▶ **Directions for this task**:
An exact copy of all the data, minus the images, is required.

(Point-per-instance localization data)
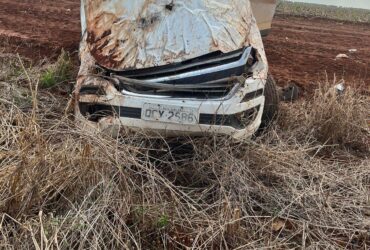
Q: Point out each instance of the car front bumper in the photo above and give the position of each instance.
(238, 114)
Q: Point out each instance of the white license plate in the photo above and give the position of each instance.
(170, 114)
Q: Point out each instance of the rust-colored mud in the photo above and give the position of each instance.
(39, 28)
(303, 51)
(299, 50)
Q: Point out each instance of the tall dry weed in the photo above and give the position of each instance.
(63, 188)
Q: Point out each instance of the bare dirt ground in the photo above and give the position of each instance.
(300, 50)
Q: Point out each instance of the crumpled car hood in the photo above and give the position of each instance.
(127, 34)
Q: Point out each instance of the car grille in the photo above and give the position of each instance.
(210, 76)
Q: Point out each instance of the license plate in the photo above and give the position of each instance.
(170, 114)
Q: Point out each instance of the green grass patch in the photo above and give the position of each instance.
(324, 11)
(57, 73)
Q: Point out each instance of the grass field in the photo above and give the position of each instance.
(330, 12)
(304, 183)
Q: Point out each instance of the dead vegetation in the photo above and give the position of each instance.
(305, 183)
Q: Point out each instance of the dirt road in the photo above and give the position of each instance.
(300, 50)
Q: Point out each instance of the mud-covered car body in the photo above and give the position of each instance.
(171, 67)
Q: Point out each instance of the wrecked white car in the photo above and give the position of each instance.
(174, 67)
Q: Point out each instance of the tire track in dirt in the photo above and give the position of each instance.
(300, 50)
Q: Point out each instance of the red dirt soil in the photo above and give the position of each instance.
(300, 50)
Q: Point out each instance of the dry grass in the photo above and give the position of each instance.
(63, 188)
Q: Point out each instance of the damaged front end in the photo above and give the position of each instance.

▶ **The completed task**:
Q: Point out each instance of the car front bumper in the photo above and give the position of each instance.
(238, 114)
Q: Point out each instance of the white license plate in the photo above and give the position of each instance.
(170, 114)
Q: Point out each instance of the rust-colored mud in the photo above and give the position of each instance.
(39, 28)
(303, 51)
(299, 50)
Q: Point out each instance of the tall dry weed in the photo above and give the position of each instance.
(63, 188)
Q: Point out each instance of the bare dirt ground in the photo above and give the position of each instance.
(300, 50)
Q: Point out each instance of the crumpled car hood in the photo above and give the position of each instance.
(127, 34)
Q: Point out each instance of the car grille in the photo above and give the position of each instance.
(210, 76)
Q: Point out each instance of the license plate in the photo above and give the position of each instance.
(170, 114)
Q: Point out each instance of the green grass patch in the photo above and give the position of each instance.
(324, 11)
(57, 73)
Q: Point out each instance of the grass field in the photo above and give the position of each instance.
(330, 12)
(304, 183)
Q: Point out each instance of the dead vegetation in the photo above and give the position of each instance.
(305, 183)
Q: Point out each instance of the dirt road in the photo above and give the position of each instance.
(300, 50)
Q: Point out each instance of the mud-covered car body in the photo above and give the position of each instance.
(171, 67)
Q: Point out each instance of the wrecked white car in the photo above and give the position of each instance.
(174, 67)
Q: Point out each instance of the tire track in dirt in the photo above and give the position of each instance.
(300, 50)
Q: Point out each instance of the red dirt soil in the photo above and give the position of each instance.
(300, 50)
Q: Point out each instance of the dry grass in the photo above and give the position of each instance.
(63, 188)
Q: Point out each instance of the damaged front end in the photo above and give the position of each instance.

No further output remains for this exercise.